» **EXERCISE DIRECTIONS**
What follows is a block of records; restate each one word for word.

» **INPUT**

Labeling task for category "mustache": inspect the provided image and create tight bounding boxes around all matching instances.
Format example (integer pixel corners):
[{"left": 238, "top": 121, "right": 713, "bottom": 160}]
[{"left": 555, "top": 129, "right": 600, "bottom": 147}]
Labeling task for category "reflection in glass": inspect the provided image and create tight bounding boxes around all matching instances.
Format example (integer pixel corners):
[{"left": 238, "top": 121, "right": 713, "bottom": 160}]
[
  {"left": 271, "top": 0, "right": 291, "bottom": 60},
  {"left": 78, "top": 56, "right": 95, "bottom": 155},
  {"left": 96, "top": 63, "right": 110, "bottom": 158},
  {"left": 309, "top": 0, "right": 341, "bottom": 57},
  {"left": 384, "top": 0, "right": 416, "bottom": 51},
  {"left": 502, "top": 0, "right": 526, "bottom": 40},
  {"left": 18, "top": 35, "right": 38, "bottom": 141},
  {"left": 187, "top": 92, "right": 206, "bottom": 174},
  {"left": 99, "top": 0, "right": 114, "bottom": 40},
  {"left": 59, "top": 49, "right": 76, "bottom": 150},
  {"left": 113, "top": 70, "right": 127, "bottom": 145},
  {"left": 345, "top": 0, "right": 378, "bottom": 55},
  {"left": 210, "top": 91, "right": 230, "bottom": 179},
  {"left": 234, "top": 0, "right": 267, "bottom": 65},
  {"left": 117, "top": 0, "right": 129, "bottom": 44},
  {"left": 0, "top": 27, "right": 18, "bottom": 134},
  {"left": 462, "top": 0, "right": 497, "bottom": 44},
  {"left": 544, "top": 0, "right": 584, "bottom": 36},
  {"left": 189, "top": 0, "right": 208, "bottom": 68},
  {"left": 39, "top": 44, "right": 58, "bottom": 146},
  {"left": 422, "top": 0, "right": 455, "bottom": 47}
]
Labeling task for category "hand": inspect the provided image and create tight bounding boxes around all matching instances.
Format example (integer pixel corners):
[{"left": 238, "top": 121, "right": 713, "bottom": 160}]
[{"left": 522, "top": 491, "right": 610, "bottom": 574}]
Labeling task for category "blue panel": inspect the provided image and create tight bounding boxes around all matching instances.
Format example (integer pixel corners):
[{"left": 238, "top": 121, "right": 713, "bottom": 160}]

» **TASK RESULT**
Labeling task for category "mustache": inspect the provided image and create tight bounding boxes around all matching instances.
Format example (integer pixel corners):
[{"left": 238, "top": 121, "right": 713, "bottom": 160}]
[{"left": 555, "top": 129, "right": 600, "bottom": 147}]
Labeling task for category "reflection in glass": inspect the provided image and create tight bounding boxes around all matching instances.
Format example (integer pixel corners):
[{"left": 238, "top": 121, "right": 713, "bottom": 160}]
[
  {"left": 271, "top": 0, "right": 291, "bottom": 60},
  {"left": 78, "top": 56, "right": 95, "bottom": 155},
  {"left": 96, "top": 63, "right": 110, "bottom": 158},
  {"left": 309, "top": 0, "right": 341, "bottom": 57},
  {"left": 384, "top": 0, "right": 416, "bottom": 51},
  {"left": 502, "top": 0, "right": 526, "bottom": 40},
  {"left": 18, "top": 35, "right": 38, "bottom": 141},
  {"left": 187, "top": 92, "right": 206, "bottom": 174},
  {"left": 99, "top": 0, "right": 114, "bottom": 40},
  {"left": 59, "top": 49, "right": 76, "bottom": 150},
  {"left": 113, "top": 70, "right": 127, "bottom": 145},
  {"left": 345, "top": 0, "right": 378, "bottom": 55},
  {"left": 210, "top": 91, "right": 230, "bottom": 179},
  {"left": 234, "top": 0, "right": 267, "bottom": 65},
  {"left": 117, "top": 0, "right": 129, "bottom": 44},
  {"left": 0, "top": 27, "right": 18, "bottom": 134},
  {"left": 462, "top": 0, "right": 497, "bottom": 44},
  {"left": 544, "top": 0, "right": 584, "bottom": 36},
  {"left": 189, "top": 0, "right": 208, "bottom": 68},
  {"left": 39, "top": 44, "right": 58, "bottom": 146},
  {"left": 422, "top": 0, "right": 455, "bottom": 47}
]
Labeling task for category "hand": inspect the provided image and create tight bounding boxes around all matching instances.
Format example (integer pixel corners):
[{"left": 238, "top": 121, "right": 713, "bottom": 160}]
[{"left": 522, "top": 491, "right": 610, "bottom": 574}]
Labeling task for category "blue panel": inspect the provided image and create tight bounding boxes around all matching instances.
Format example (integer pixel corners):
[{"left": 238, "top": 121, "right": 713, "bottom": 160}]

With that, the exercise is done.